Documento de origem:
══════

Memorial pré montagem CEFET 2009.1


Fortaleza 12 de abril de 2009, domingo de páscoa.
Decidi fazer uma das muitas páginas do memorial da nossa turma, logo no domingo de pasço, no dia da queimação do Judas, constatando o quanto fui sagrado e profano estes dias. Na sexta-feira santa, comi carne, praticamente um rodízio, frango, porco e carne vermelha, só depois da pajelança realizada foi que me lembrei do pecado da gula e do dia que os cristãos reservaram para comer peixe, mas depois ri, dei de ombros e me satisfiz em constatar que desde quando comecei a fazer teatro esses dogmas e estigmas não fazem mais parte do meu cotidiano, respeitosamente os religiosos a parte, vi que por causa do teatro muitos e muitos dogmas o teatro assim me processou em conceitos e novos conceitos, me refizeram em melhor pessoa, em mais amigo e mais e mais paciente com o que os outros pensam da nossa arte da nossa profissão, diria até uma paciência de freira com o perdão de do trocadilho.
Sim, pois há de se ter muita paciência com os que administram o nosso mercado de trabalho, com os que ofertam vagas de empregos e ou estágios onde temos que fazer algo mais que lhe dar somente com artes cênicas. Não quero aqui puxar um discurso partidário, e ou político, mas quero refletir uma realidade que aprendi a sobrevier com ela, à realidade de fazer arte em um estado onde nem as prioridades são priorizadas, então como dignificar uma profissão onde sequer o Banco Real nos aceita como profissão reconhecida que me seja dado um crédito para abrir uma conta universitária?

══════

Registros contidos em um conjunto de dados
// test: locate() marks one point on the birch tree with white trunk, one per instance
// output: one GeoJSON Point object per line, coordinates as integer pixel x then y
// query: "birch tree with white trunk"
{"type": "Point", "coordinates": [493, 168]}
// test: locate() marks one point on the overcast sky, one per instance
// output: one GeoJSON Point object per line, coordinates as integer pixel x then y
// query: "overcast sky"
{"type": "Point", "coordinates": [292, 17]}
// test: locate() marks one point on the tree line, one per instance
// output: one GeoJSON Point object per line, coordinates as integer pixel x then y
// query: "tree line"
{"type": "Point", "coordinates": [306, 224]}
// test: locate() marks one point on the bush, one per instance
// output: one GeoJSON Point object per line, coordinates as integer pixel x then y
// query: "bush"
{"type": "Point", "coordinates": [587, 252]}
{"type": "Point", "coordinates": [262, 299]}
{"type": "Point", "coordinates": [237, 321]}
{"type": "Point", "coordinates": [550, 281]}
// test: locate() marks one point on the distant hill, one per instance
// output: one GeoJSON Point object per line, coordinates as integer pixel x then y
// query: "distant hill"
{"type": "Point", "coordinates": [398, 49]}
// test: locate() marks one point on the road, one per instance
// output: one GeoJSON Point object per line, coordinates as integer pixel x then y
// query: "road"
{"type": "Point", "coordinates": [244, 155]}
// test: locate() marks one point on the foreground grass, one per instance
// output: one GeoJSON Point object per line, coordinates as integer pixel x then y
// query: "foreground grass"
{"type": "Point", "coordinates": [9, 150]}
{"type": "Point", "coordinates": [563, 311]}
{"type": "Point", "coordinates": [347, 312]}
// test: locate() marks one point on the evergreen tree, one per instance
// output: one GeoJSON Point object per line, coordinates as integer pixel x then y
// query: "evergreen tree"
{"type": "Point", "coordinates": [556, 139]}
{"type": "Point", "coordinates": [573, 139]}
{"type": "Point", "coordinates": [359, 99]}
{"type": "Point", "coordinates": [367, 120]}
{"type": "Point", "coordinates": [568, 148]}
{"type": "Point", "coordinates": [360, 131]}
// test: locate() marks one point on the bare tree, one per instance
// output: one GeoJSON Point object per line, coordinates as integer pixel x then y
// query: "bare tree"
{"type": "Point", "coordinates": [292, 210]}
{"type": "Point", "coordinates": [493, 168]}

══════

Requisitos da tarefa: Traduza para o inglês esta frase do memorial: "Fortaleza 12 de abril de 2009, domingo de páscoa."

Solução do problema: Fortaleza, April 12, 2009, Easter Sunday.